**Data for the task**
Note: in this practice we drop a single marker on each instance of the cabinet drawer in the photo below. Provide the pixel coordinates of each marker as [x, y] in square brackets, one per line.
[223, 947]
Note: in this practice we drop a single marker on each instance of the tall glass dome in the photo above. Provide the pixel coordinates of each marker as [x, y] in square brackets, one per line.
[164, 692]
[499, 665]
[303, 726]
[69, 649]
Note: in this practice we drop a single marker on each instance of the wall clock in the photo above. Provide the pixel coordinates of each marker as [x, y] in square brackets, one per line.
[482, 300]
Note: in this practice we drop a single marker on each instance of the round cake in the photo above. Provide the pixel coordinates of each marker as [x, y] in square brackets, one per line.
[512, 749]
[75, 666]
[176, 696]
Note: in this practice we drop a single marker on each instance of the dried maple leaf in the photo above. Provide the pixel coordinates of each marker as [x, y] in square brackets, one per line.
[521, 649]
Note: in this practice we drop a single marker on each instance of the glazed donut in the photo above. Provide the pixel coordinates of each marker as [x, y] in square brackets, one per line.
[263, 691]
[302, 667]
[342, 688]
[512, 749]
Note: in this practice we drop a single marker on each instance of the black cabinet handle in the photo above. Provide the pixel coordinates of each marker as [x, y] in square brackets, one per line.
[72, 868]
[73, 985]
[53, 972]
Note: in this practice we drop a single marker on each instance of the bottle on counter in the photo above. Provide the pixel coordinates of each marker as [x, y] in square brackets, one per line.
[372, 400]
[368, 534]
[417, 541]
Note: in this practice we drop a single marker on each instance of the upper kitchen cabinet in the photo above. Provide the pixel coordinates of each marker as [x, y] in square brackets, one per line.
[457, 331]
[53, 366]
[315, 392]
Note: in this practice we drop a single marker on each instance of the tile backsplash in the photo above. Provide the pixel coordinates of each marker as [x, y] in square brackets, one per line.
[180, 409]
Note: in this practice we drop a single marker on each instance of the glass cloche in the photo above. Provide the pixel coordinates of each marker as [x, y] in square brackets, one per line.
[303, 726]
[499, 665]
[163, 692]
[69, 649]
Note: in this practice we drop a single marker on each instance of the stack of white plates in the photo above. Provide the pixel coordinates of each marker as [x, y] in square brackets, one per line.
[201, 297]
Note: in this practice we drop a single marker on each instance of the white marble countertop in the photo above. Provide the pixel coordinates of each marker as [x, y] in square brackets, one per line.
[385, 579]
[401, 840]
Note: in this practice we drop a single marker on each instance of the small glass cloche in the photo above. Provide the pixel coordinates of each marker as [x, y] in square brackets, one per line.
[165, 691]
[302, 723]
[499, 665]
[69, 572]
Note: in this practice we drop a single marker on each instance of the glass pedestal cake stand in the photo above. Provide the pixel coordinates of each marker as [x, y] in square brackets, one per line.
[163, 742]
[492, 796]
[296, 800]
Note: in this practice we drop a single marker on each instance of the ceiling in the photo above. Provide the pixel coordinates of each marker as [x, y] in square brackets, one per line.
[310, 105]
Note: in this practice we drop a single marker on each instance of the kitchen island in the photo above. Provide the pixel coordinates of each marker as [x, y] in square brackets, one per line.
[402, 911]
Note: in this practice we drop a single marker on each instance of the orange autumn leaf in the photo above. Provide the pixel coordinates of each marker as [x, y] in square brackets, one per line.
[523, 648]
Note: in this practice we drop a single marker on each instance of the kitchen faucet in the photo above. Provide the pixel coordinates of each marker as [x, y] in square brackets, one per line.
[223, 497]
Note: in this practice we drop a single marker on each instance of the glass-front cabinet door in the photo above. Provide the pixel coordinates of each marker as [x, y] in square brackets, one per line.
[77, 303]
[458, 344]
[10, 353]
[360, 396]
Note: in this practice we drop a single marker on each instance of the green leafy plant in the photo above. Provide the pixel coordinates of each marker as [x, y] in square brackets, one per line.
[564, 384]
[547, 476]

**The exercise**
Rewrite the listing above with every occurrence of "practice" changed to "exercise" and nothing else altered.

**Written reply**
Note: in this exercise we drop a single marker on each instance of the cabinet drawer in the photo below. Provide the pixel coordinates of each marker as [x, y] in square brackets, one per line.
[223, 947]
Note: in this exercise we drop a single marker on each instance of the tall glass dome in the photo above. Provide the pixel coordinates of each marker as [x, y] in square brackets, one per line.
[164, 692]
[499, 665]
[303, 726]
[69, 649]
Note: in this exercise we drop a single marker on each instance of the wall clock in the photo above. Provide the pixel coordinates of each marker as [x, y] in square brackets, one per line.
[482, 300]
Note: in this exercise we drop a single marker on each instance of the round cake in the photo above. Provide the pixel coordinates of each marker as [x, y] in square brackets, one per line.
[512, 749]
[75, 666]
[176, 696]
Note: in this exercise we drop a single marker on each instance of the dried maple leaf in the photo above. Provide the pixel coordinates of each marker as [x, y] in square brackets, one per line.
[521, 649]
Note: in this exercise we drop a single marker on each instance of the glazed donut in the photo above. Provide the pixel coordinates of each marker as [x, y] in square brackets, one per line.
[263, 691]
[302, 667]
[342, 688]
[512, 749]
Note: in this exercise we drop a single marker on each instance of the black cabinet handle in the photo above. Provide the pixel coordinates of each marker as [x, y] in square brackets, one per line.
[72, 868]
[73, 985]
[53, 972]
Note: in this exercise we drop a single marker on each instance of the bottle on counter in the photo above. Provide the pixel coordinates of each marker as [x, y] in square brackets, one per line.
[372, 400]
[368, 534]
[417, 541]
Note: in this exercise we drop a single marker on each instance of the upper kitchen cabinet in the photo above. Provide the pixel coordinates of each marker as [x, y] in square brackets, one per line.
[457, 331]
[53, 366]
[315, 392]
Note: in this exercise we drop a single marker on each instance of the tile backsplash in the photo above. Provide the pixel coordinates of each marker as [x, y] in square brackets, one per line.
[180, 409]
Note: in this exercise we drop a single marker on each instance of the glass cloche in the photo above. Provide the pixel coordinates of each marker as [x, y] in square brackets, one per line.
[303, 726]
[499, 665]
[163, 692]
[69, 649]
Note: in this exercise we drop a single marker on each instance of the stack of white plates in the photo above. Provide the pixel coordinates of each marker as [x, y] in square brackets, one per line.
[201, 297]
Note: in this exercise we drop a single marker on each instance of the white marble countertop in the photo above. Provide the pixel coordinates of each marker as [x, y] in square brackets, one per line.
[385, 579]
[401, 840]
Note: in this exercise we drop a single marker on each instance of the small glass cloche in the photo above. Provide the pixel coordinates of each marker as [x, y] in square brackets, one per line.
[165, 691]
[302, 723]
[499, 665]
[69, 572]
Note: in this exercise we drop a single marker on each instance of the glass pedestal cake stand in the photo above. Provide the pixel coordinates of each marker as [x, y] in square brackets, one per line.
[163, 742]
[492, 796]
[296, 800]
Note: in this exercise we drop a single marker on each instance of the ceiling in the photo above. Provide the pixel coordinates of each marker as [x, y] in square brackets, one per line.
[310, 105]
Note: in this exercise we drop a single marker on each instance of the kitchen island in the photo above. Provide the pixel coordinates of each marker as [x, y] in square brackets, one per line.
[402, 911]
Note: in this exercise we drop a single marker on each instance of the orange autumn leaf in the photo above. Provide the pixel coordinates of each marker as [x, y] in square brackets, one per line.
[523, 648]
Note: in this exercise we drop a single marker on each instance of the kitchen faucet in the photo above. Provide the pixel coordinates of each marker as [x, y] in square brackets, one per line.
[223, 497]
Note: in this exercise we drop a single marker on each instance of the glass-front cabinet door in the photo above. Provide the pixel coordinates of each marker as [x, y] in square brackets, one per line.
[77, 303]
[458, 344]
[10, 353]
[360, 396]
Note: in this exercise we drop a single marker on each instance of the green leafy plant in the photo above. Provide the pixel coordinates of each marker as [x, y] in square brackets, one per line.
[564, 384]
[547, 476]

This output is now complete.